Start of Recorded data
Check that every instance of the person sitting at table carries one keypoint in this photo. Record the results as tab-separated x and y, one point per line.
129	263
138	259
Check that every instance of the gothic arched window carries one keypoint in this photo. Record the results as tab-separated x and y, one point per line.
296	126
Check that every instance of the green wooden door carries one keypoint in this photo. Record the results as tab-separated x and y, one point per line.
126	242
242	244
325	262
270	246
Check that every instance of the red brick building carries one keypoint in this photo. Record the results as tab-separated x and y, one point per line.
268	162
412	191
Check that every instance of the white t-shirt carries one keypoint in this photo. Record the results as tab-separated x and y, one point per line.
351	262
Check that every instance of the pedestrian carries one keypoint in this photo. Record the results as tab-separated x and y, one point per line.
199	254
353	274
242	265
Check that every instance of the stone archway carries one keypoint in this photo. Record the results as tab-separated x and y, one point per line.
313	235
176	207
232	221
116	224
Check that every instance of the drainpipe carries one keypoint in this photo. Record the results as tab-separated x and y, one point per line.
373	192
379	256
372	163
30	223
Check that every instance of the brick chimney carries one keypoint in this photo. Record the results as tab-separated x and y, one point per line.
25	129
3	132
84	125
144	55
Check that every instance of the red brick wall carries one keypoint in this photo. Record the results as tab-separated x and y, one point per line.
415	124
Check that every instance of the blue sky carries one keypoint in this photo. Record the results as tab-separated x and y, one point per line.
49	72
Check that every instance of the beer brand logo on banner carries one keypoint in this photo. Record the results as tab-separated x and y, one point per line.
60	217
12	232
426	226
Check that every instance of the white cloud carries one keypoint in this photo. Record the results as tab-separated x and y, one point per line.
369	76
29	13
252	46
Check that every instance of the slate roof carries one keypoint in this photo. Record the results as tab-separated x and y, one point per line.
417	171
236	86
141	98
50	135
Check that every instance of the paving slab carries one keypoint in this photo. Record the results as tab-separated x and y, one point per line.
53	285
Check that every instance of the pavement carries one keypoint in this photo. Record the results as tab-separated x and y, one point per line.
End of Recorded data
Task objective: Could you type out every entry again exactly as it stands?

Answer for the task:
Check that every instance of the person sitting at table carries one keypoint in this photo. Record the results as tab-separated x and y, one point per line.
129	263
138	259
Check that every instance of the gothic arched window carries one keypoint in this photo. Record the results as tab-separated x and y, one point per line.
296	126
Check that every instance of the green wooden door carries one keypoint in this photo. Record the results as tab-separated x and y, one point per line.
126	242
242	244
325	262
270	246
Check that every instance of the red brick building carries one keypoint in this photo. Record the results as tab-separated x and y, one point per line.
268	162
412	191
Check that every instance of the white t-shirt carries one keypoint in this photo. Record the results as tab-separated x and y, one point per line.
351	262
Check that every instance of the pedestrian carries one keypoint in this photo. Record the results as tab-separated x and y, one point per line.
199	254
353	274
242	265
Check that every instance of the stone archway carries one keypoint in this photo. Record the results as tab-separated x and y, one point per line.
313	235
176	207
232	221
116	224
Check that every instance of the drainpipe carries one keypoint in this photo. Record the results as tab-separated x and y, one point per line.
373	192
379	256
372	163
30	223
Check that every instance of the brick chimney carries one keypoint in this photo. Record the results as tab-separated x and y, one point per line.
25	129
3	132
84	125
144	55
Check that every instance of the red brick wall carries one keypoint in this photo. Record the results as tab-separated x and y, one point per line.
415	124
Check that every instance of the blue sky carries one keypoint in this photo. Record the results as tab-separated x and y, one point per line.
49	72
Check that every instance of the beer brand logo on banner carries one keypoint in this photo. Record the results as tab-separated x and y, one point per line.
60	217
12	232
426	226
Check that every instance of the white cloud carries one keypoint in this photo. Record the results as tab-separated x and y, one point per line.
369	76
29	13
252	46
Check that every instance of the slate roof carries one keypoint in this photo. Record the results as tab-separated x and y, one point per line.
417	171
236	86
141	98
50	135
Check that every instance of the paving slab carries one keypoint in this photo. Record the results as tab-separated x and y, one point per line.
53	285
Check that every instance of the pavement carries one keypoint in this photo. Record the results as tab-separated x and y, one point per line.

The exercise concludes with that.